T lymphocytes, a type of white blood cell, contribute to the body’s immune response against cancer. T lymphocyte antitumor responses are metabolically challenged when nutrients are depleted from the cellular microenvironment that tumors form, resulting in T cell malfunction. Researchers have yet to elucidate the mechanisms controlling the effects tumors have on T lymphocyte antitumor responses.
In a study published in the journal Nature Immunology, scientists from the University of Lausanne in Switzerland discovered that the tumor’s microenvironment caused decreased fitness of the cell’s energy generator, the mitochondria, in tumor-infiltrating T cells. In addition, the obtained results from this study indicated that mice who underwent nicotinamide riboside (NR) supplementation exhibited elevated T lymphocyte mitochondrial function and improved antitumor response.
Studies have indicated that NR facilitates increased healthspan and lifespan of mice and halts age-related conditions by elevating levels of an essential coenzyme called nicotinamide adenine dinucleotide (NAD+), which is responsible for genomic stability and generating cellular energy. Despite this, scientists have expressed varying and even contradictory opinions on the effects of elevating NAD+ levels on cancer.

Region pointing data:
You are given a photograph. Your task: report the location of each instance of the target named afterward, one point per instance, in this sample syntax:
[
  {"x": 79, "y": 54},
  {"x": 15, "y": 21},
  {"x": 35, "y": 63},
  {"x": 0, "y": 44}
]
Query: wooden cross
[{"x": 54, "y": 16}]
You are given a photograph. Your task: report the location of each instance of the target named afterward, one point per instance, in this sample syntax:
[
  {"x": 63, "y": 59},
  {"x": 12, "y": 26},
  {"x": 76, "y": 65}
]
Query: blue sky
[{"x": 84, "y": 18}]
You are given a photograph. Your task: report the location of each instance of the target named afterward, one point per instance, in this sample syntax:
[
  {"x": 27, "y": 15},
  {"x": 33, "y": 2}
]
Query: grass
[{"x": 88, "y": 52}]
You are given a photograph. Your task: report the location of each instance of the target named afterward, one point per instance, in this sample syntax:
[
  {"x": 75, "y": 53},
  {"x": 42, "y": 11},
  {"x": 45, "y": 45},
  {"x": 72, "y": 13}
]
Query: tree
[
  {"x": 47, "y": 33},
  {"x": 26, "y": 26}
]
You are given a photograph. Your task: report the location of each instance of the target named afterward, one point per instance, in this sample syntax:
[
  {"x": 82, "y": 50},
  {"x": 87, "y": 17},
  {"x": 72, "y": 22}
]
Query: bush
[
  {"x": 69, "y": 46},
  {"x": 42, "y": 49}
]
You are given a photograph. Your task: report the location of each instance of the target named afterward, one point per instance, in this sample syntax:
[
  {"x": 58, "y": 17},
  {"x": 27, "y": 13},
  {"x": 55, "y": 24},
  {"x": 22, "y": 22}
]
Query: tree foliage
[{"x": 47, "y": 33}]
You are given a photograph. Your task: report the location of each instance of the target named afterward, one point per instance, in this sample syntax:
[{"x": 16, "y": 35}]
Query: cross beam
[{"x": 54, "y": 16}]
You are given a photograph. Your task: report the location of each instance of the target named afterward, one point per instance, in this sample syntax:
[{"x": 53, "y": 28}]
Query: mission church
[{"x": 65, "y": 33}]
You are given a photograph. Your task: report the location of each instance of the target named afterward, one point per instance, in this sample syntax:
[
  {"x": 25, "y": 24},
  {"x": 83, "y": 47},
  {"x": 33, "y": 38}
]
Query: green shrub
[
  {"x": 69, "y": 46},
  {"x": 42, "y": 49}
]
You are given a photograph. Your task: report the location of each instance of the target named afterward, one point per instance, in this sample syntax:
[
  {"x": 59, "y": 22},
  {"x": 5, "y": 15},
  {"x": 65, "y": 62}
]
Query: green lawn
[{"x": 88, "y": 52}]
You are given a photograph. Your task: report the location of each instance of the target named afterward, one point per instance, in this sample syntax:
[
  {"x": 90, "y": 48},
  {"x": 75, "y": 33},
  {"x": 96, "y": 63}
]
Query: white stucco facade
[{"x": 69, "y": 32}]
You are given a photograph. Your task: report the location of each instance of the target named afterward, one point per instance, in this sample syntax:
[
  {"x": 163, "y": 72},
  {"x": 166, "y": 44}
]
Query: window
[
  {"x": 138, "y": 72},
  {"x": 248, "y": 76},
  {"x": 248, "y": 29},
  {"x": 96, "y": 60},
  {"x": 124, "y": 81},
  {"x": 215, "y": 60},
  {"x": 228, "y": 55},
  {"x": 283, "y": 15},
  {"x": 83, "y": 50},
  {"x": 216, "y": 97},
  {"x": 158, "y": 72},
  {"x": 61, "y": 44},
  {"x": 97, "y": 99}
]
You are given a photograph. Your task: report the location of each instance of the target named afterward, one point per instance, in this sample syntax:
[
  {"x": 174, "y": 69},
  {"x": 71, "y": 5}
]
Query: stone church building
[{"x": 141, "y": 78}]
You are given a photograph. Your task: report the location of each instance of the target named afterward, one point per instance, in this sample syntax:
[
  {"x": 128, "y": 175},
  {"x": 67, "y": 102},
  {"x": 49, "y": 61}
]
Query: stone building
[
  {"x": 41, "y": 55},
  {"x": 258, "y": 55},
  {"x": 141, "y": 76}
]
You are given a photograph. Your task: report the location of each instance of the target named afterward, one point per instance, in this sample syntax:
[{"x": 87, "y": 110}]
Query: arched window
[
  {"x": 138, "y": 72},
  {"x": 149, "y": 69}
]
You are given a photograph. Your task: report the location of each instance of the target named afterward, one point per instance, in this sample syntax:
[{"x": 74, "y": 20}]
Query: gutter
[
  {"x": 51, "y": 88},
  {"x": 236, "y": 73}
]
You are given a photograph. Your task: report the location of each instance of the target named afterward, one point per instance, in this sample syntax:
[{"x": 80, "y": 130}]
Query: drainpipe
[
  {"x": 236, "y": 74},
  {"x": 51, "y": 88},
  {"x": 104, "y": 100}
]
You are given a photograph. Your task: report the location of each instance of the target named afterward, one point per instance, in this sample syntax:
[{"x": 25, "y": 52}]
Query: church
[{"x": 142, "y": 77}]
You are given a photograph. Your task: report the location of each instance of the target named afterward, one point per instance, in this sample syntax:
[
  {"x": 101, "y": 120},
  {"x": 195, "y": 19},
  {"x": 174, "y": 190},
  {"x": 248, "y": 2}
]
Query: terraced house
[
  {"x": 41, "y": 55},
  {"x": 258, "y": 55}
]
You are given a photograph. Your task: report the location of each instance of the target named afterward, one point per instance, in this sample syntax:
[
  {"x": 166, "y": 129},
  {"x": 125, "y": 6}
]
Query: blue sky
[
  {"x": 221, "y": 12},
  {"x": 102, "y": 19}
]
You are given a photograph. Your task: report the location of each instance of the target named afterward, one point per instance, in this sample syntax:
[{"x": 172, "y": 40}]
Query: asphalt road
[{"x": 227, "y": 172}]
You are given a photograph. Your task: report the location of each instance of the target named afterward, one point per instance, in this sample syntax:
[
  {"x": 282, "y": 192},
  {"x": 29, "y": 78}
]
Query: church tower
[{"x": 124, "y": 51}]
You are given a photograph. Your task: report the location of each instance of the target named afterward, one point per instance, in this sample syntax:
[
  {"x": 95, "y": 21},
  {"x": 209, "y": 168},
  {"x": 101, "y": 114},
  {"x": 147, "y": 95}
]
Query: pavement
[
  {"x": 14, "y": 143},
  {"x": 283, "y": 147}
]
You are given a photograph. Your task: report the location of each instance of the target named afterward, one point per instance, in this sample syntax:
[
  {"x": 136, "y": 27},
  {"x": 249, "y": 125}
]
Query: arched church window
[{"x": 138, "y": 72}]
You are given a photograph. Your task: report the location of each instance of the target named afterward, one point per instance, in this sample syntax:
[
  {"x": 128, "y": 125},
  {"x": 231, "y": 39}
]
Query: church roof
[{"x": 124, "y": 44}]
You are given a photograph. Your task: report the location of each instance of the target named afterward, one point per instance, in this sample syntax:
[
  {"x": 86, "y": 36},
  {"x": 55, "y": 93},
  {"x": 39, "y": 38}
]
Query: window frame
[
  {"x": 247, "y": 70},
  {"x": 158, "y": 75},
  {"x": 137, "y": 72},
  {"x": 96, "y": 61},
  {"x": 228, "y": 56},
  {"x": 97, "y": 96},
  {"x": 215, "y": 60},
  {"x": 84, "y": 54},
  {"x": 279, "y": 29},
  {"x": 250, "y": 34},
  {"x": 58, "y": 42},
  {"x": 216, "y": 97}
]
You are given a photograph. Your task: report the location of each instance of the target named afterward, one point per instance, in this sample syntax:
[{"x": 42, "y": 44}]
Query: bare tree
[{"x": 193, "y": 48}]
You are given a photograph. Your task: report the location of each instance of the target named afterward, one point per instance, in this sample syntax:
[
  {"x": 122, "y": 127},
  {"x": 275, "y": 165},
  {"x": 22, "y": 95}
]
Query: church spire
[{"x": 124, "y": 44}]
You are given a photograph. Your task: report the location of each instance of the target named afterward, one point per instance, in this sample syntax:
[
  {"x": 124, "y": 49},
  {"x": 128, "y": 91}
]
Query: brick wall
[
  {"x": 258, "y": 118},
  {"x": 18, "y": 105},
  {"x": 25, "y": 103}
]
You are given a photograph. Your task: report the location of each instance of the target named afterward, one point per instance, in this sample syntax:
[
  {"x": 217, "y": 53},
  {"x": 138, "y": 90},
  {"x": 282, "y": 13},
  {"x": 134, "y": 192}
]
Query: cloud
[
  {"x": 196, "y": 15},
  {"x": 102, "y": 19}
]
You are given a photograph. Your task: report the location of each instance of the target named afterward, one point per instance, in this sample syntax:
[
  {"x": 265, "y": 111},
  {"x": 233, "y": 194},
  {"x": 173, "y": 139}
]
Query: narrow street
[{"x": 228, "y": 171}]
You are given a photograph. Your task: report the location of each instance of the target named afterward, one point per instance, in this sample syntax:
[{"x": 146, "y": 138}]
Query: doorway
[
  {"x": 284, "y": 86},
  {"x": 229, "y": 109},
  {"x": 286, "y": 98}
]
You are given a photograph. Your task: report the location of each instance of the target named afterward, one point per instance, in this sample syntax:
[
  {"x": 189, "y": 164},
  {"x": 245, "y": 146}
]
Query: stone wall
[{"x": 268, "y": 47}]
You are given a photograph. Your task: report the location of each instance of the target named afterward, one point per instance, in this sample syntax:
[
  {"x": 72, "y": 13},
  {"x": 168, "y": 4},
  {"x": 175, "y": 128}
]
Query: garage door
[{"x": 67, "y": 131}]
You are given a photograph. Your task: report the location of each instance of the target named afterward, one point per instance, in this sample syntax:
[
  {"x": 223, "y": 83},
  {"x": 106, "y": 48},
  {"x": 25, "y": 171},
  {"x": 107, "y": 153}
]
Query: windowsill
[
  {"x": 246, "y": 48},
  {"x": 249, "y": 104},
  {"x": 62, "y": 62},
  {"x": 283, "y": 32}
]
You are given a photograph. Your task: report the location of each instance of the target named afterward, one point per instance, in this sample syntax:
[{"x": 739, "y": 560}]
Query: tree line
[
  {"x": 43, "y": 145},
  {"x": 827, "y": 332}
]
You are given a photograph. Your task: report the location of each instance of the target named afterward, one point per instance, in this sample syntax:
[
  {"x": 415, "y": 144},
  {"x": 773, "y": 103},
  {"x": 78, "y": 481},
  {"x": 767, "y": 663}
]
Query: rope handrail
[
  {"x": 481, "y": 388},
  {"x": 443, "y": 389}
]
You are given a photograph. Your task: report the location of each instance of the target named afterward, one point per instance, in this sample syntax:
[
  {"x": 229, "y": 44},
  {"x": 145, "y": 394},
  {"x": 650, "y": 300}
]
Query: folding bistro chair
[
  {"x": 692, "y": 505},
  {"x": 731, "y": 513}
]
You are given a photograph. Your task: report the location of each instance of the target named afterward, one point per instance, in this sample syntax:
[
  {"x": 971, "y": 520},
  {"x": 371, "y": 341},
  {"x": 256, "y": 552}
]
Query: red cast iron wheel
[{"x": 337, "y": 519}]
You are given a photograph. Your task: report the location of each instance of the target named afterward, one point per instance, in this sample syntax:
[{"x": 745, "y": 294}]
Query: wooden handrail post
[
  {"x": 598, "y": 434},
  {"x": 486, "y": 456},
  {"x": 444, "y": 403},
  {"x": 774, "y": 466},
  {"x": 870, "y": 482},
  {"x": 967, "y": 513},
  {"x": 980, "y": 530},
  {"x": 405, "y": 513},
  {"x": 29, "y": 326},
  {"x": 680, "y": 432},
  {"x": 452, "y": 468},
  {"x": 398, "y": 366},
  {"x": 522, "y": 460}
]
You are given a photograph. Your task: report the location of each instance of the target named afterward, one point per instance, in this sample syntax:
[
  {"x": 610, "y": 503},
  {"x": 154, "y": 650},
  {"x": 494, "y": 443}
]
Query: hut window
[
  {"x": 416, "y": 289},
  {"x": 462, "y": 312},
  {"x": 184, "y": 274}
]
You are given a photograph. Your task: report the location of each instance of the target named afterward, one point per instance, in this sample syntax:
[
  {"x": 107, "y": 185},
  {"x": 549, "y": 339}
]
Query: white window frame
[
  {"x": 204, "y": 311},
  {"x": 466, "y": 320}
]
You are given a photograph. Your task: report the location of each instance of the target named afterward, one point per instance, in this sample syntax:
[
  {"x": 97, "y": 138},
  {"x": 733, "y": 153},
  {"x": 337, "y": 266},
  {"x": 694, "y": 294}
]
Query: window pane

→ Study questions
1. Answer these about the text on T lymphocytes and tumors:
(a) What results when nutrients are depleted from the microenvironment that tumors form?
(b) Scientists from which university carried out the study published in Nature Immunology?
(c) What is the coenzyme NAD+ responsible for?
2. Carry on the text on T lymphocytes and tumors from its final sentence.

→ Your responses
1.
(a) T cell malfunction.
(b) The University of Lausanne in Switzerland.
(c) Genomic stability and generating cellular energy.

2.
According to the published study in Nature Immunology, the accumulation of defective mitochondria, the cell’s powerhouse, leads to abnormalities in tumor-infiltrating T lymphocyte function. In the tumor microenvironment, the cellular area proximal to the tumor, T lymphocytes acquire mitochondria with impaired inner membranes, thin layers that sectionalize the mitochondria, thus implying mitochondrial dysfunction.
The team of investigators also discovered that T lymphocytes are driven into a state of terminal exhaustion and become permanently dysfunctional when tumor-infiltrating T lymphocytes acquire too many malfunctional mitochondria. Furthermore, upon transplantation of tumor T cells to the spleen of mice, the investigators noticed that transplanted T cells exhibited a considerable decrease in re-expansion, suggesting that the effector function of the cells was progressively diminishing (i.e., terminal exhaustion). According to these findings, T lymphocytes exhibit diminished immunological function once they’re in a permanent cellular state of terminal exhaustion, which occurs upon exposure to the area proximal to the tumor.
In addition, the investigators of this study demonstrated that supplementing mice with NR induced a boost in mitochondrial function and offered a bit of antitumor immunity. Due to prior research showing that elevating NAD+ levels enhance mitochondrial health, the group of investigators believed that administering mice with NR would activate antitumor immunity and stop the tumor-infiltrating T lymphocytes from becoming cellularly exhausted. Indeed, they discovered that supplementing mice with NR elevated mitochondrial health and increased the impact of PD-1, a checkpoint inhibitor that boosts the T cell response to malignancies, on tumor growth.
Treatment with nicotinamide riboside presents a promising strategy to prevent mitochondrial dysfunction,” stated the investigators in their study. The study’s findings indicate that tumor microenvironments are linked to tumor-infiltrating T lymphocytes acquiring too many malfunctional mitochondria, which induces persistent cellular exhaustion in T cells. Furthermore, these researchers suggest that these studies may contribute vital knowledge that can be used to develop therapeutics that ameliorate T cell antitumor responses.